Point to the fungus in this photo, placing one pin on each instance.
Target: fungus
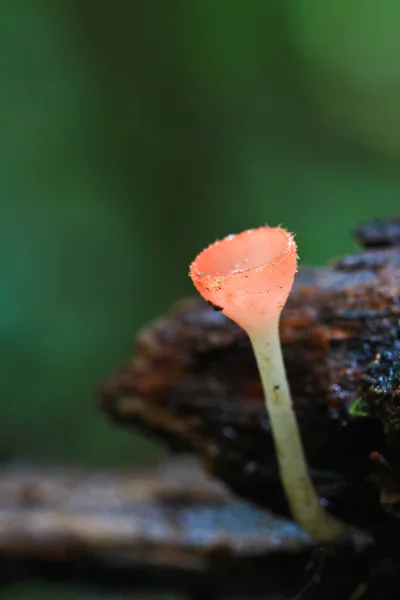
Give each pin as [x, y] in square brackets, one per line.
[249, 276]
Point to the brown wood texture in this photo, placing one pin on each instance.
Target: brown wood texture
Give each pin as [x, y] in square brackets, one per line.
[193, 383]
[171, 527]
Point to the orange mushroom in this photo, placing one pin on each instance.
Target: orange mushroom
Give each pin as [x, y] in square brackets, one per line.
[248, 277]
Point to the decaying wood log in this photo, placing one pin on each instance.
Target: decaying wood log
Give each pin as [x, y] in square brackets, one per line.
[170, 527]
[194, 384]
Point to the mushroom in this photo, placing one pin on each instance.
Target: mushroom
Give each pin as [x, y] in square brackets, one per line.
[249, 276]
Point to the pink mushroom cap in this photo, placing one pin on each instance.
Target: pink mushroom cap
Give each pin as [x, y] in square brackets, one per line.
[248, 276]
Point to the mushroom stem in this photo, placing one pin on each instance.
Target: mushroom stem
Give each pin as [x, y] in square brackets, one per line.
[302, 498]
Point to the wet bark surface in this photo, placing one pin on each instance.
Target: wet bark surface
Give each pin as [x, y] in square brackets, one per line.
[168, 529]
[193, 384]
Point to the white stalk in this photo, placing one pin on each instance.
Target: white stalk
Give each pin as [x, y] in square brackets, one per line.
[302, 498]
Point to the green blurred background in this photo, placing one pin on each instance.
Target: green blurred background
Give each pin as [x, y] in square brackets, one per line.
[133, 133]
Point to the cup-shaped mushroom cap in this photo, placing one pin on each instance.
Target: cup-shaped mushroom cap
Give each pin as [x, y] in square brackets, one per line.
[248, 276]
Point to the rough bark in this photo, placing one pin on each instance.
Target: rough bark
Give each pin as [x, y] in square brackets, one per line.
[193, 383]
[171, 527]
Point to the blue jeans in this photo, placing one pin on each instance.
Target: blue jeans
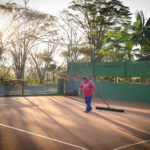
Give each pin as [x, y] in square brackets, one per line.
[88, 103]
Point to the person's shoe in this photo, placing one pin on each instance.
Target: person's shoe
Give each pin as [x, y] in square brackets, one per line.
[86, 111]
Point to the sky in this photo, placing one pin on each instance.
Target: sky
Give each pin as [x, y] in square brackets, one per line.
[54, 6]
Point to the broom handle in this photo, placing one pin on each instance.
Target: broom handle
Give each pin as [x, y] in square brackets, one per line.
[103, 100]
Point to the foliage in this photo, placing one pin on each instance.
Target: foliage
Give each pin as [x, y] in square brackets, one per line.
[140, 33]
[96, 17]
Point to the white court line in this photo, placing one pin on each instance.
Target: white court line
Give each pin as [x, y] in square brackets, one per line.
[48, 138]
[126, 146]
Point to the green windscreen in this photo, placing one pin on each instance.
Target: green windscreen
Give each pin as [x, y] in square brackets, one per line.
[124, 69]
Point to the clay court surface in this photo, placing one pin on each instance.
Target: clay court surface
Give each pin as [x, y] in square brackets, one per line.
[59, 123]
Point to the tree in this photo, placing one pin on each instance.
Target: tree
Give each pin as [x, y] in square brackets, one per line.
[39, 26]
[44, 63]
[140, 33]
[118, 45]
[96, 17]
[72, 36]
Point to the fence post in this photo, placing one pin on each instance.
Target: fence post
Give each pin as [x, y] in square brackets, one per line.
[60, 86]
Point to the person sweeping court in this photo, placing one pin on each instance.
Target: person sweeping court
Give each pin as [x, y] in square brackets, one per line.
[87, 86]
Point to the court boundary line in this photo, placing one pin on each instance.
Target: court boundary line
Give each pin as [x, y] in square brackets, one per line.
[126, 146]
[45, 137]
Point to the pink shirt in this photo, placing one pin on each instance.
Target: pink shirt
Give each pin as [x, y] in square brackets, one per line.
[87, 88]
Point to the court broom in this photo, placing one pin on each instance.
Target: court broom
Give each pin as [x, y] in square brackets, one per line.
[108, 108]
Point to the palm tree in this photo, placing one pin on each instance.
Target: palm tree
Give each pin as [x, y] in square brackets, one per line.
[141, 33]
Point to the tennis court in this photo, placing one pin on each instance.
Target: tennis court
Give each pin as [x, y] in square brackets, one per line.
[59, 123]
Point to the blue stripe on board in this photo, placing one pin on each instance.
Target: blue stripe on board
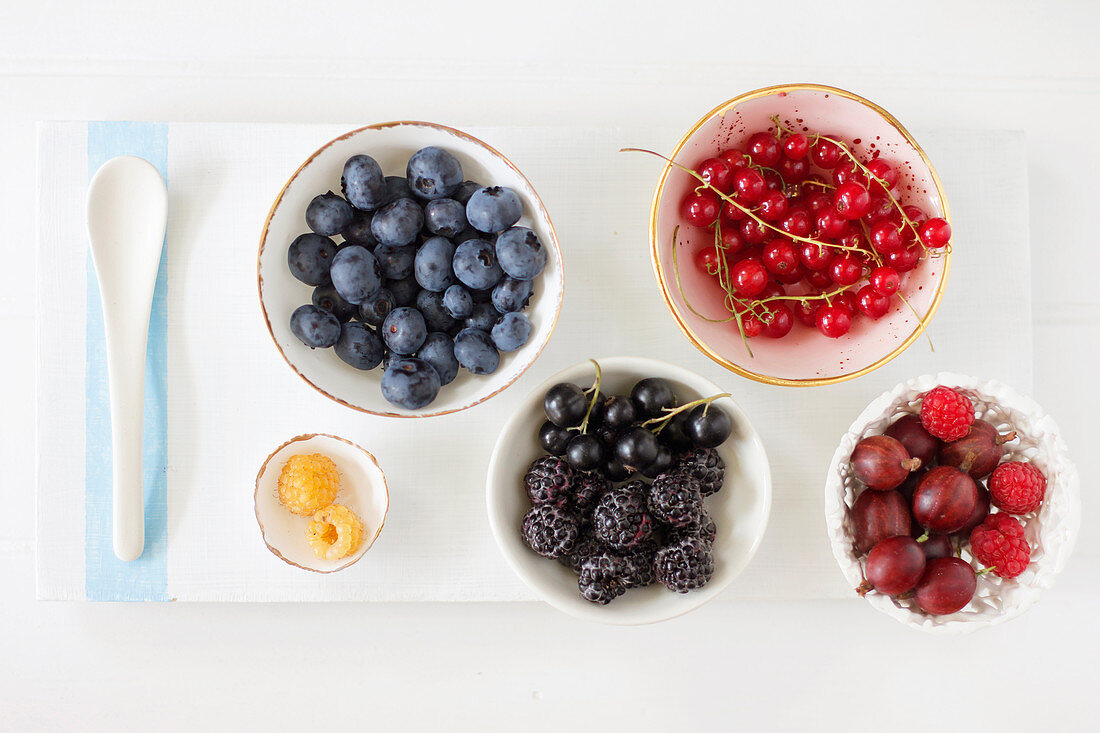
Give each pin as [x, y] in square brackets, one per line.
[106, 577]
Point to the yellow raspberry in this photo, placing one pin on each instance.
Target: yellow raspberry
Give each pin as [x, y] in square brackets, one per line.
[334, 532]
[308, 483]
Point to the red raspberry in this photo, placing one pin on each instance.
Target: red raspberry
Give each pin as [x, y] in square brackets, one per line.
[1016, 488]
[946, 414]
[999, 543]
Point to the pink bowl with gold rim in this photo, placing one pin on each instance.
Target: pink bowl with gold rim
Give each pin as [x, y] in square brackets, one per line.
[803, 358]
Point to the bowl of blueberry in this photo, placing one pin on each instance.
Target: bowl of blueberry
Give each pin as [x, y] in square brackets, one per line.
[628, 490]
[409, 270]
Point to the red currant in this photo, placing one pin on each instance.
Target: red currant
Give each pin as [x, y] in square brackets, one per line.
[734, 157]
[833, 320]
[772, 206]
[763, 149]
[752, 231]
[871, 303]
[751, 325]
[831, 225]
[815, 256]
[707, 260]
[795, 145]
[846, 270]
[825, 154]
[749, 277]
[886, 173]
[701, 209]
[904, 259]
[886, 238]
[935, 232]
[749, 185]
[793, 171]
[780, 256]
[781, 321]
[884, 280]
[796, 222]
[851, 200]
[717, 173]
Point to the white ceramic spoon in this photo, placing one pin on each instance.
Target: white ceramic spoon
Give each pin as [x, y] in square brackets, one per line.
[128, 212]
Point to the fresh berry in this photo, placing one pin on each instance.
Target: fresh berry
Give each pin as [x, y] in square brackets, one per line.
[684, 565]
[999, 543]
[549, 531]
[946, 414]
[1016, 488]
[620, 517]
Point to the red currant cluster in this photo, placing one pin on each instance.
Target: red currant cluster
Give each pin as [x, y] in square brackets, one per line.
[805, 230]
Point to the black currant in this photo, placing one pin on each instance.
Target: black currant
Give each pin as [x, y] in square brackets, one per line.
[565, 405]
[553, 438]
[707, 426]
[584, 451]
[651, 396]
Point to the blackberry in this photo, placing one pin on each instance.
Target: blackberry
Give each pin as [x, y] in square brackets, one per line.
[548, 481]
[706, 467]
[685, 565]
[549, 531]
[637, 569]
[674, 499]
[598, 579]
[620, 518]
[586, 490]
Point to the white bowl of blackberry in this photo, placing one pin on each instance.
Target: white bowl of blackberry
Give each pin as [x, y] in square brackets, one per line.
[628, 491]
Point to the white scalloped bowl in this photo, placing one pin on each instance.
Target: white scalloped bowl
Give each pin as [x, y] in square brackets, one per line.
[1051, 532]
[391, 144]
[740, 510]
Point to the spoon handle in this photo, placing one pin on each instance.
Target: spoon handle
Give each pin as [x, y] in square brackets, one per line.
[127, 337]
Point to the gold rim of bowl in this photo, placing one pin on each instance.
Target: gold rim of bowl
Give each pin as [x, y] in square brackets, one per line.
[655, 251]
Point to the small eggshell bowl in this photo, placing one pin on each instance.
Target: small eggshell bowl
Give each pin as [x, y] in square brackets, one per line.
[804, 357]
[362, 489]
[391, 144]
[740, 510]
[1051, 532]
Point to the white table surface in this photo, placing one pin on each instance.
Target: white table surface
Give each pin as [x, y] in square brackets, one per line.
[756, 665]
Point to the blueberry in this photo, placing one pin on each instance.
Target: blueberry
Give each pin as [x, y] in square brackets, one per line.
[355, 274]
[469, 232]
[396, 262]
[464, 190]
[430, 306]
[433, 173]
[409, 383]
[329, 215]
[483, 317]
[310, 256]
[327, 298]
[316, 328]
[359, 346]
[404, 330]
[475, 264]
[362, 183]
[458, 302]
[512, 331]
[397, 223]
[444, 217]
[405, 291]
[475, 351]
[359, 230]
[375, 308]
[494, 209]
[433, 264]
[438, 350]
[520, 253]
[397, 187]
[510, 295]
• • •
→ What to do
Leaving every picture behind, retype the entries above exactly, from the first line through the line with "Target: brown wood texture", and stop there.

→ Response area
Point to the fungus in this photo, placing one pin on each instance.
Target: fungus
Give each pin as [x, y] in square brackets, one per line.
[249, 276]
Point to the brown wood texture in this photo, placing one pin on each instance.
Target: brown wood texture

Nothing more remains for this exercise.